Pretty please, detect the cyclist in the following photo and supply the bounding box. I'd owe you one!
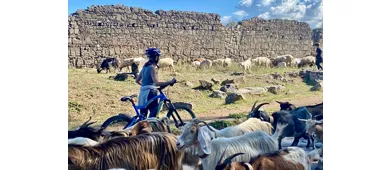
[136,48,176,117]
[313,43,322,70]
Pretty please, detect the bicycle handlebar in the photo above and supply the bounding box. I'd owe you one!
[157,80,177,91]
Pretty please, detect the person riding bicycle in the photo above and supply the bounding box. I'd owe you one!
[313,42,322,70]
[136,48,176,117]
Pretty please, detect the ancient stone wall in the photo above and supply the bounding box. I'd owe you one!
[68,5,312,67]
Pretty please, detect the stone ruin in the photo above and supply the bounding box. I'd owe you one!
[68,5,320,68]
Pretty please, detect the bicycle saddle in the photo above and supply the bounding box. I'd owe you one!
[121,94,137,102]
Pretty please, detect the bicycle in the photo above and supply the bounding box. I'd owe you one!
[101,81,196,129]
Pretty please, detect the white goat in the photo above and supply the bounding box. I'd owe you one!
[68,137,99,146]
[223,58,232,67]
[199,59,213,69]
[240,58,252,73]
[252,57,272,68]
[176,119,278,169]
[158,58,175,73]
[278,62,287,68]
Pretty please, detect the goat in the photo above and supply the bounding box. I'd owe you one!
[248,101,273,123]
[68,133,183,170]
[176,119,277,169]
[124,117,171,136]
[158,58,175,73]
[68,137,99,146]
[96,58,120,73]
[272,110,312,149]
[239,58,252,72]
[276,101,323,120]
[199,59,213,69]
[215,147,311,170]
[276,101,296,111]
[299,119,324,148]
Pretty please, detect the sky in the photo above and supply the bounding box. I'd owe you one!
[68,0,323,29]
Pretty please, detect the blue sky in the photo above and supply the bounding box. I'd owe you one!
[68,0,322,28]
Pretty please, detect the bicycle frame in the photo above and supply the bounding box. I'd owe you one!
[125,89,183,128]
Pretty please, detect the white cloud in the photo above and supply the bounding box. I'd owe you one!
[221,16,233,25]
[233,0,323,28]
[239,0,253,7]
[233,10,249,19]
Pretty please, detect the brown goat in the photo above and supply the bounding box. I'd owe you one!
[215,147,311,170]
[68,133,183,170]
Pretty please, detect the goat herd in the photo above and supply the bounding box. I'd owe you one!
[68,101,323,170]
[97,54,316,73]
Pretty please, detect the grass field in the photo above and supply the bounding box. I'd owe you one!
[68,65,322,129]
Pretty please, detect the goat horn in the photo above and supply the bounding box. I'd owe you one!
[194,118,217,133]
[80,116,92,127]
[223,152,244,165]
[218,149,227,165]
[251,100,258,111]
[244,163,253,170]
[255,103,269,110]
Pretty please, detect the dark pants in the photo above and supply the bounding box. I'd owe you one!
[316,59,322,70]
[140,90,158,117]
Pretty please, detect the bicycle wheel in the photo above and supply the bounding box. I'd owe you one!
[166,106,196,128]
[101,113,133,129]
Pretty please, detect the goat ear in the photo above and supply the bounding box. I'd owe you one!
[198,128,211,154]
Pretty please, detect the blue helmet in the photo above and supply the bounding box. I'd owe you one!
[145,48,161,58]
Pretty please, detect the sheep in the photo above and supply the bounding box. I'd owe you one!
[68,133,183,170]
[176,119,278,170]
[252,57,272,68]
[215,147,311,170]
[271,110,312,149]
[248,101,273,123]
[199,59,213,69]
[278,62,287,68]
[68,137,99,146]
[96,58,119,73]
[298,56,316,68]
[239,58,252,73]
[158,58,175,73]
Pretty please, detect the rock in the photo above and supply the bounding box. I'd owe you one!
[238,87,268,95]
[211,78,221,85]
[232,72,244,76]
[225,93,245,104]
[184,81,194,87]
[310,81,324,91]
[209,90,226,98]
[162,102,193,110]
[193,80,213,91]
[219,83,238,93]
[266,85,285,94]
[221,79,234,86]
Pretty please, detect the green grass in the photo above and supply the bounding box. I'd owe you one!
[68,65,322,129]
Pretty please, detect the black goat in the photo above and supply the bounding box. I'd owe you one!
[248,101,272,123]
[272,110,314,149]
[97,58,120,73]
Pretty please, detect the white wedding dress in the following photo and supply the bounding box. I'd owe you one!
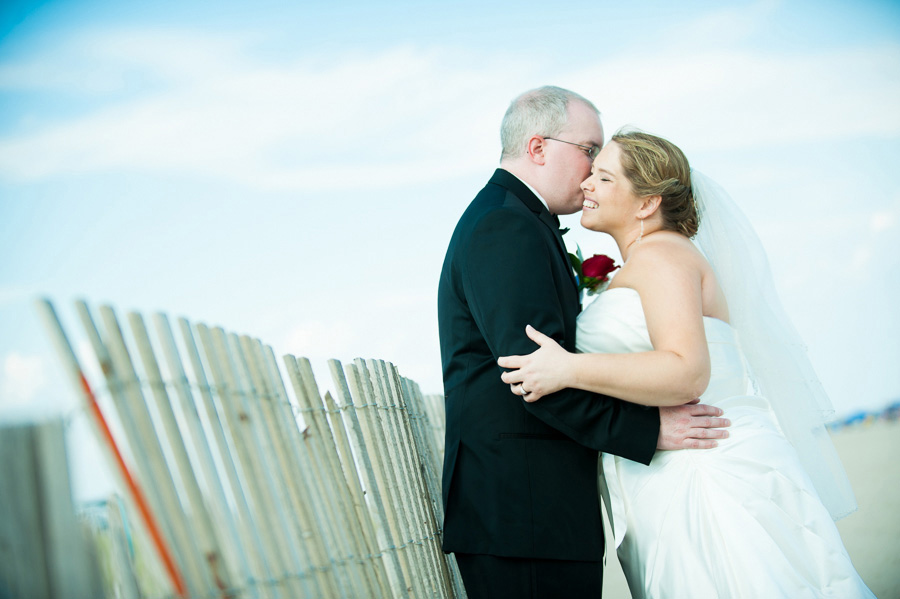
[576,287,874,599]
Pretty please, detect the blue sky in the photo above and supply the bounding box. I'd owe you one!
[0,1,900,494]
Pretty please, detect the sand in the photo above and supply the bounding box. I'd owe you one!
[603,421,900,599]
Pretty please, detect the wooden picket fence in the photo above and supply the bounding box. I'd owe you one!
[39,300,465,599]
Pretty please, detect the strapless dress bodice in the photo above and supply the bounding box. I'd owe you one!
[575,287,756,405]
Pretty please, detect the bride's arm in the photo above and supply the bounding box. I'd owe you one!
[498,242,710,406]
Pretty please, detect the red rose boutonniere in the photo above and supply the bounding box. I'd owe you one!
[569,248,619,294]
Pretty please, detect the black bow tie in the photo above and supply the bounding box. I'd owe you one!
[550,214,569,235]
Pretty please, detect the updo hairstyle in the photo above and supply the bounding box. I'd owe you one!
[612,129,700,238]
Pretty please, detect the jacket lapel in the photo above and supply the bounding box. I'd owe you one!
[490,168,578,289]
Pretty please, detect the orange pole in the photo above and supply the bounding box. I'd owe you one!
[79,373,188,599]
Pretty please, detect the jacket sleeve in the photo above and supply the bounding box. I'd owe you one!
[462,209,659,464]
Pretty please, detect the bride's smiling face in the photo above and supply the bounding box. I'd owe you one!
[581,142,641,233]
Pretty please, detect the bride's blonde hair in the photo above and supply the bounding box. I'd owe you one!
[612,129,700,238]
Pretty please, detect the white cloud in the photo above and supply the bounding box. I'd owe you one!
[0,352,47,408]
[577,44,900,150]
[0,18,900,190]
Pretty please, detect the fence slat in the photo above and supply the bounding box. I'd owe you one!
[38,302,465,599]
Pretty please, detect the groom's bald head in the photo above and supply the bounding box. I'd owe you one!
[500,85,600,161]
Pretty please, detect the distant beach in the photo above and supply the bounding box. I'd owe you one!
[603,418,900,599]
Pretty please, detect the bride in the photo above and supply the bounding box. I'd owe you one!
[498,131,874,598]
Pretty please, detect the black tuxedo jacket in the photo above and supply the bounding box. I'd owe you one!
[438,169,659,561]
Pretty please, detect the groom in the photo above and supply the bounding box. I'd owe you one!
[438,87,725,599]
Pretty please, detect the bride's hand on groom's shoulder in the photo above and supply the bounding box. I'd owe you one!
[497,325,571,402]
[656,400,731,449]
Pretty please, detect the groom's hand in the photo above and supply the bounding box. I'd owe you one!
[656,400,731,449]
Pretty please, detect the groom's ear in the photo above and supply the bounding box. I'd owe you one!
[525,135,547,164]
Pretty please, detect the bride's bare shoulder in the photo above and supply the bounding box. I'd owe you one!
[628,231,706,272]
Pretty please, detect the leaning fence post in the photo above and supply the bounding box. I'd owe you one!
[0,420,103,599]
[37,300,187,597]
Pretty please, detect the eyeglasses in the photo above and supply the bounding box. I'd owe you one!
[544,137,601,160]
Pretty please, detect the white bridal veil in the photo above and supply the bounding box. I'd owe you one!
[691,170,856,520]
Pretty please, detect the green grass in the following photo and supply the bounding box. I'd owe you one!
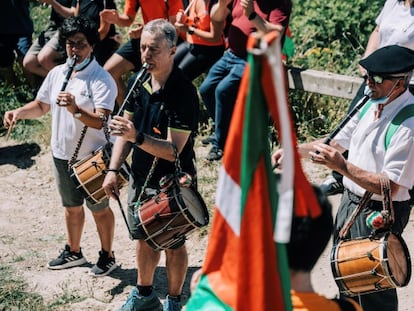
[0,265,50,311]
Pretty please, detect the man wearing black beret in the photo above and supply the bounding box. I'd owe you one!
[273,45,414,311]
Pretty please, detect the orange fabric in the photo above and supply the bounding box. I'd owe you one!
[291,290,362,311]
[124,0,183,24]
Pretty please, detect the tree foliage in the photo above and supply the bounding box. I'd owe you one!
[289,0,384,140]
--
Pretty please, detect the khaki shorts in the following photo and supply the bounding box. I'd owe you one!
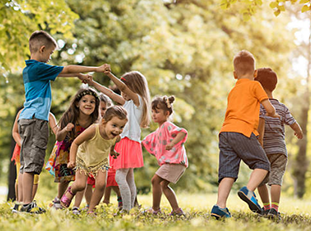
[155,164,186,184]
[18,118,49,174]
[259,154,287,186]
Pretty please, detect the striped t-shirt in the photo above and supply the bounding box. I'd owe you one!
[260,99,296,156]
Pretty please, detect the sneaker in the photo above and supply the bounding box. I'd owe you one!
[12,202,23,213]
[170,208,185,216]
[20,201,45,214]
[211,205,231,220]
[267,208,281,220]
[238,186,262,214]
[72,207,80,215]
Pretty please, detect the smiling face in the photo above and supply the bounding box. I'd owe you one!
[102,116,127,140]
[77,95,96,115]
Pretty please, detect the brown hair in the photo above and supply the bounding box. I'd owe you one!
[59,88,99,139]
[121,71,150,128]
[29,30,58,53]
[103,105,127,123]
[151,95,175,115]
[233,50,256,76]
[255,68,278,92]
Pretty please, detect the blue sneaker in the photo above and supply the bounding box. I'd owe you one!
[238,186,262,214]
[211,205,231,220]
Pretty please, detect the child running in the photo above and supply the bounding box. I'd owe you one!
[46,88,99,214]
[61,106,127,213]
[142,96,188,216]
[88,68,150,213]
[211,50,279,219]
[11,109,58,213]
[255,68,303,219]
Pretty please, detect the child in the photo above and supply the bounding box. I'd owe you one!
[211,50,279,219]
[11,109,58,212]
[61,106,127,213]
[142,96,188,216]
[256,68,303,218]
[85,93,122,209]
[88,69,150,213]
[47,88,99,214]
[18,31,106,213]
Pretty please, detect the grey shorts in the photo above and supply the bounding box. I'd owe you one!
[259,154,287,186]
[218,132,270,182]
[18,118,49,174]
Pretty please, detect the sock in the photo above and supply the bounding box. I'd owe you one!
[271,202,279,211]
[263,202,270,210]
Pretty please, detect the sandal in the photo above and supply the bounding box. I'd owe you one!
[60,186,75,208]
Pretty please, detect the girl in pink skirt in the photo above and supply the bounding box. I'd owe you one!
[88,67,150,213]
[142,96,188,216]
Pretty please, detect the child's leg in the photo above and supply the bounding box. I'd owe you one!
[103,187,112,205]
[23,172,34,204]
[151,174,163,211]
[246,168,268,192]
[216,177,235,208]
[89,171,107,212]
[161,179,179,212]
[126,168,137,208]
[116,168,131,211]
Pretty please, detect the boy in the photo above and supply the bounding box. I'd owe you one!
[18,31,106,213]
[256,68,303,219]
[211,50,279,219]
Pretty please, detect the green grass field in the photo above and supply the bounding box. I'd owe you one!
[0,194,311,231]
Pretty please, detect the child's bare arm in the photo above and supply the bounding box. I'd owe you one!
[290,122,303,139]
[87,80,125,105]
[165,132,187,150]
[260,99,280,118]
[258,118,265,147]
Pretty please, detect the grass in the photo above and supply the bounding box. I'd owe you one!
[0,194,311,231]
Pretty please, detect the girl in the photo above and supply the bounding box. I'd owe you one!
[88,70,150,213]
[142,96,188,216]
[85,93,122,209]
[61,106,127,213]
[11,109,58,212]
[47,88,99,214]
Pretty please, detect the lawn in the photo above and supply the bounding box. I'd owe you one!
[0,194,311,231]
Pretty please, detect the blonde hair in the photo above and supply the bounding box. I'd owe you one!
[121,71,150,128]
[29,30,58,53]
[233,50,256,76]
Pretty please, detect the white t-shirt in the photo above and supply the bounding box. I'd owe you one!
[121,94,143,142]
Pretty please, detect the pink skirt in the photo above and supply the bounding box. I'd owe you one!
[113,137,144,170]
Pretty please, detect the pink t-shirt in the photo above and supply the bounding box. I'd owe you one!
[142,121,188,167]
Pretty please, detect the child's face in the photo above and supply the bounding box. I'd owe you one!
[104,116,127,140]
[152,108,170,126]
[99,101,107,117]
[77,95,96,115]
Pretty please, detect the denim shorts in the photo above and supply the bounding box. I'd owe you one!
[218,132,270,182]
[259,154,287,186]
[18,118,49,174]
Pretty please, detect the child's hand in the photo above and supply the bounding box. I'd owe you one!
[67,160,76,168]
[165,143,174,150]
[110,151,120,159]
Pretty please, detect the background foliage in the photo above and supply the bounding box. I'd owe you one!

▸ Description of the task
Rewrite the lines from the one containing "Pretty please, detect the green grass field" up to and including the one containing "[142,121,188,167]", swapping "pink" for "red" and leaving everything else unchanged. Output only those lines.

▸ The output
Pretty please, detect the green grass field in the photo above and supply the bounding box. I'd owe you one!
[0,194,311,231]
Pretty please, detect the child's bare arm in the photo above and supply the bounding box. I'd owe you one!
[290,122,303,139]
[87,80,125,105]
[165,132,187,150]
[260,99,280,118]
[258,118,265,147]
Pretty please, detect the grass in the photo above and supply the bounding box. I'd owe you one!
[0,194,311,231]
Pretty please, detect the girl in the photo above and supply the bounding box. I'd owe you one!
[88,70,150,213]
[142,96,188,216]
[85,93,122,209]
[61,106,127,213]
[11,109,58,212]
[47,88,99,214]
Pretty please, detect the lawn in the photo above and supply the bounding box. I'd owe you one!
[0,194,311,231]
Pretty please, detect the blonde hair in the photo above and supply the bounding box. I'd owe you one!
[121,71,150,128]
[29,30,58,53]
[233,50,256,76]
Pretty please, detect the white t-shirt in the photo above and supply the bounding box. I'd owe you one!
[121,94,143,142]
Pretty please, detect the red skirt in the photo above and supply the bounding box. I'd owe you one!
[113,137,144,170]
Pretty please, detect the red t-shirt in the photo above and supply the bounding box. I'd owe you one!
[142,121,188,167]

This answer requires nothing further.